▶ _Problem to work on_:
Copy each line of the listing where the word "window" can be found.

▶ _Data records_:
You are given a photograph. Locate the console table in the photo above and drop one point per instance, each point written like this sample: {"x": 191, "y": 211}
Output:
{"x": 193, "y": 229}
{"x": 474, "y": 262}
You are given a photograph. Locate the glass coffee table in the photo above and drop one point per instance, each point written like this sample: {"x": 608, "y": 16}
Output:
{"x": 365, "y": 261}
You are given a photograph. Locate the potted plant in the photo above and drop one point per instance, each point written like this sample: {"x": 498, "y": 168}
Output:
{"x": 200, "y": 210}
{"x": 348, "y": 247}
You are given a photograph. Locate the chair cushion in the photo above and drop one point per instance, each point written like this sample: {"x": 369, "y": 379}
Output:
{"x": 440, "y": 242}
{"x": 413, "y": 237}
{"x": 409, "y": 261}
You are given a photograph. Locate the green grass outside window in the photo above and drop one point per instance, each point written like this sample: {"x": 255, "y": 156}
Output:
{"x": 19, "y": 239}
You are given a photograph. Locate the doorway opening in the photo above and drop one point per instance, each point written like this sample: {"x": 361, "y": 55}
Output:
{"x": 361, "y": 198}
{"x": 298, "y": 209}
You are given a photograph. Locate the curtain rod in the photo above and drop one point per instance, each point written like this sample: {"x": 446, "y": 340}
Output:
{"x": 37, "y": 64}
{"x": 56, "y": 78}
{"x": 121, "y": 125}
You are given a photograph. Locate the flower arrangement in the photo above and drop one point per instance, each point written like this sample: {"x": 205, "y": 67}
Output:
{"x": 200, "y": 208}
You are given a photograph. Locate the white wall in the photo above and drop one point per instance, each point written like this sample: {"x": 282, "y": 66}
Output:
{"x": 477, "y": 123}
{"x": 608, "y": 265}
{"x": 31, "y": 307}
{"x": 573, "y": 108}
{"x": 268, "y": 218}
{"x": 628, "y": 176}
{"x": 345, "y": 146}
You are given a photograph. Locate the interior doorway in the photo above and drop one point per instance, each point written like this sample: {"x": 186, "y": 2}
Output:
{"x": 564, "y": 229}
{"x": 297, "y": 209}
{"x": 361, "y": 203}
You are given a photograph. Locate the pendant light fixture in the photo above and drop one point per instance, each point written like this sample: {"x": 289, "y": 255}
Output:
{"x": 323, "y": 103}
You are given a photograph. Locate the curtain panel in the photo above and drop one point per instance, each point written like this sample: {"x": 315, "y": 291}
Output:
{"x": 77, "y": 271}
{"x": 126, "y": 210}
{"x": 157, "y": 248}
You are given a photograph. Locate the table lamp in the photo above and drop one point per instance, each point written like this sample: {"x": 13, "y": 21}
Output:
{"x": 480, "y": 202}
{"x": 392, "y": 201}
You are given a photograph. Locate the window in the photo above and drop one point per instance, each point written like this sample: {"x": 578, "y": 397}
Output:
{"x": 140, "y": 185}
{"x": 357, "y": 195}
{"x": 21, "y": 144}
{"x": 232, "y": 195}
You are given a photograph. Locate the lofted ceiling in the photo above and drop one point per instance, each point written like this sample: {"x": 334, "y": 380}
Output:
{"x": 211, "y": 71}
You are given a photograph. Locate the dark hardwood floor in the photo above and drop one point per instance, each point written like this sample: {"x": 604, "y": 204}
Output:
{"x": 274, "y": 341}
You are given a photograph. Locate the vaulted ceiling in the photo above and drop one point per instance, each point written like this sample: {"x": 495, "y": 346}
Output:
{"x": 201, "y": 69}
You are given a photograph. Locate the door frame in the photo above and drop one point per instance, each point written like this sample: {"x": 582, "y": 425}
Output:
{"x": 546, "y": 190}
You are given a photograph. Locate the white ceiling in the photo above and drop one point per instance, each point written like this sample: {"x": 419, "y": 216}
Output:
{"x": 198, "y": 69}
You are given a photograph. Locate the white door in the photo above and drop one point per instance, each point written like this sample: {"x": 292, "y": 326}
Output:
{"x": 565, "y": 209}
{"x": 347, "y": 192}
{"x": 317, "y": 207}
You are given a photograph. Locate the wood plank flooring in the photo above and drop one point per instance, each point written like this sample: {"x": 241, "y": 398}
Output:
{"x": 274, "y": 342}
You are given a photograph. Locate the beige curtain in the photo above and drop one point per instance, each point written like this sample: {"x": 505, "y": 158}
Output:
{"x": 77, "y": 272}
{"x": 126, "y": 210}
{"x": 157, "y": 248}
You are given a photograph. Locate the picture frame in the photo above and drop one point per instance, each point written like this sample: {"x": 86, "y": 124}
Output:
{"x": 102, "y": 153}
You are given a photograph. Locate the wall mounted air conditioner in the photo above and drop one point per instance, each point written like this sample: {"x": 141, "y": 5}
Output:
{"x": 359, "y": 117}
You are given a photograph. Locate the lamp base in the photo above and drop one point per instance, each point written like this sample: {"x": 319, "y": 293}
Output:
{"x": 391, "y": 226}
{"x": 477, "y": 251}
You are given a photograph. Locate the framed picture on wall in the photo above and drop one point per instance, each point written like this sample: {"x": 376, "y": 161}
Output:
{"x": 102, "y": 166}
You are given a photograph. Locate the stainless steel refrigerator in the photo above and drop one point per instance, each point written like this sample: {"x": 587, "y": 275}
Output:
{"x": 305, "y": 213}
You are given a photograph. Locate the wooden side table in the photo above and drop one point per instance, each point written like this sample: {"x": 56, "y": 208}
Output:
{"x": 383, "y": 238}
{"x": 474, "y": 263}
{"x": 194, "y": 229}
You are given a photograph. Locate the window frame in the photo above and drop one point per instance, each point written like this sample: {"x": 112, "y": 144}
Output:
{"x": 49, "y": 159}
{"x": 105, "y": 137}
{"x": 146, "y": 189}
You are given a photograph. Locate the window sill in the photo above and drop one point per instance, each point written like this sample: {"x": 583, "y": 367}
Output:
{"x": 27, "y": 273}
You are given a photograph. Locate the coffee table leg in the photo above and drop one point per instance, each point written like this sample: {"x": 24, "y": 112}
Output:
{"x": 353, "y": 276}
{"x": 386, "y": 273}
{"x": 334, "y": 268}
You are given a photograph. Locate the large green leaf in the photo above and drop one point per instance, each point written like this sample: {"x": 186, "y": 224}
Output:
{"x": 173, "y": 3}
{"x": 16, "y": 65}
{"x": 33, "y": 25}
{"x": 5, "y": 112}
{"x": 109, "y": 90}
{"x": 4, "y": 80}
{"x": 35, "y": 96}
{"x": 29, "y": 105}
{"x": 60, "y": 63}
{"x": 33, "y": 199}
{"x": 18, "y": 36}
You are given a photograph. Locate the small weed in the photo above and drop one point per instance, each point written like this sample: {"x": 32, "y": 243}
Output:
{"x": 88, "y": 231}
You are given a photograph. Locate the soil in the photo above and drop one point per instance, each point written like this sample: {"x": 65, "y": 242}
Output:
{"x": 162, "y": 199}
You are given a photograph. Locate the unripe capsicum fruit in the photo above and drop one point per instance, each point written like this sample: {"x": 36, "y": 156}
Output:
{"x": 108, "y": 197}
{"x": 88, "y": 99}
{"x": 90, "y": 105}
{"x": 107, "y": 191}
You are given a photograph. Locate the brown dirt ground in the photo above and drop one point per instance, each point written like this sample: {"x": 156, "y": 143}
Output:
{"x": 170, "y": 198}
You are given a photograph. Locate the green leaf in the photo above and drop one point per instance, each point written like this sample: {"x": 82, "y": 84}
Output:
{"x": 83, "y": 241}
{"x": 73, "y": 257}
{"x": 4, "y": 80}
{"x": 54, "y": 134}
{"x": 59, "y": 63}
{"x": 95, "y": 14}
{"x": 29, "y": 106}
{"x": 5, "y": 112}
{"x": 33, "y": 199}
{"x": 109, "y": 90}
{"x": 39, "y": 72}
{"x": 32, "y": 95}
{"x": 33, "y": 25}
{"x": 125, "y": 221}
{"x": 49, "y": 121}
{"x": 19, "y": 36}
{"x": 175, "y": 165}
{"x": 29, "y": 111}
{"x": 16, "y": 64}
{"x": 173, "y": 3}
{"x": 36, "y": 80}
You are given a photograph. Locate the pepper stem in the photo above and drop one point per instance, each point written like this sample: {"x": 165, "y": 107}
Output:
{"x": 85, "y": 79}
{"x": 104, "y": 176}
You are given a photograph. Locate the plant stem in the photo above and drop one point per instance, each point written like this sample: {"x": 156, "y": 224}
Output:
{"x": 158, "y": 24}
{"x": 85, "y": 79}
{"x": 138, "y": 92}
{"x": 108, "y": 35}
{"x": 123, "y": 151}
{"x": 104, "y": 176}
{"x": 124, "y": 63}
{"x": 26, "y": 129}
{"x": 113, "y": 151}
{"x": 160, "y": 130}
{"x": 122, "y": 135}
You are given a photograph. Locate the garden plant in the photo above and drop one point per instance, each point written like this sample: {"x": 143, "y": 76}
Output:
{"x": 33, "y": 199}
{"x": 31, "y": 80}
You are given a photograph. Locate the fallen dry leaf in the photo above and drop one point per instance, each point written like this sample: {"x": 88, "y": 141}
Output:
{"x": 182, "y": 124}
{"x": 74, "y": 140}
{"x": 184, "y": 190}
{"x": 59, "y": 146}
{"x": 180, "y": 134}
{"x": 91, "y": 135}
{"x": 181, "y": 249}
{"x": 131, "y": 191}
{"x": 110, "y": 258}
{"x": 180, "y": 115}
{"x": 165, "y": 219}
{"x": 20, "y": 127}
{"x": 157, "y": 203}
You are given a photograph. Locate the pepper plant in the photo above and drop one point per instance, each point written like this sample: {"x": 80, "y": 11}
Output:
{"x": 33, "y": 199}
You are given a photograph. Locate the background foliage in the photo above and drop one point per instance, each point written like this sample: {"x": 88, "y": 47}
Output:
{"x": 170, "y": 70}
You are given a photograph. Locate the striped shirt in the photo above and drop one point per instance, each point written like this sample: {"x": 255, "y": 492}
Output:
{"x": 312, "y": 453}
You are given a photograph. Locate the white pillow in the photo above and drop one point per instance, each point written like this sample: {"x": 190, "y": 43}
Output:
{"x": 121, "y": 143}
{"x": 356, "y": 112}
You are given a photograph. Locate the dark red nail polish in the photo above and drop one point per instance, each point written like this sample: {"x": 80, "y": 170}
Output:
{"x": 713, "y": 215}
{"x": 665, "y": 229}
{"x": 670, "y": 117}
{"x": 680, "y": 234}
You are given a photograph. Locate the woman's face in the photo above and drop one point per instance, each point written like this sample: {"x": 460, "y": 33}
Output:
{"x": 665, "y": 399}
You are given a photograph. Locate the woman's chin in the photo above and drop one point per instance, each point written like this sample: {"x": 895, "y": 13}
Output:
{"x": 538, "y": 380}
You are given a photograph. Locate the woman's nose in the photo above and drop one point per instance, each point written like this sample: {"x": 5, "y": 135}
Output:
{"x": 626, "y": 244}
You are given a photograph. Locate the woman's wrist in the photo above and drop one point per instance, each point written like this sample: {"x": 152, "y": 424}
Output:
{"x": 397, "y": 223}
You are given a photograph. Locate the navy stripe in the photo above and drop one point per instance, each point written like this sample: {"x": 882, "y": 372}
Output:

▶ _Answer section_:
You are given a photograph. Locate the green grass outside window in the photo above and drop one point per instance, each point written like this sample: {"x": 255, "y": 156}
You are given a photograph. Locate the window in the photo above and drop one point per instance, each point written like this sample: {"x": 578, "y": 397}
You are given a photograph. Locate the window frame in the photo above and drop one point per instance, each point written like this sample: {"x": 112, "y": 144}
You are given a photograph. Locate the window sill in the photo above and drop one point per instance, each point written like this sample: {"x": 583, "y": 367}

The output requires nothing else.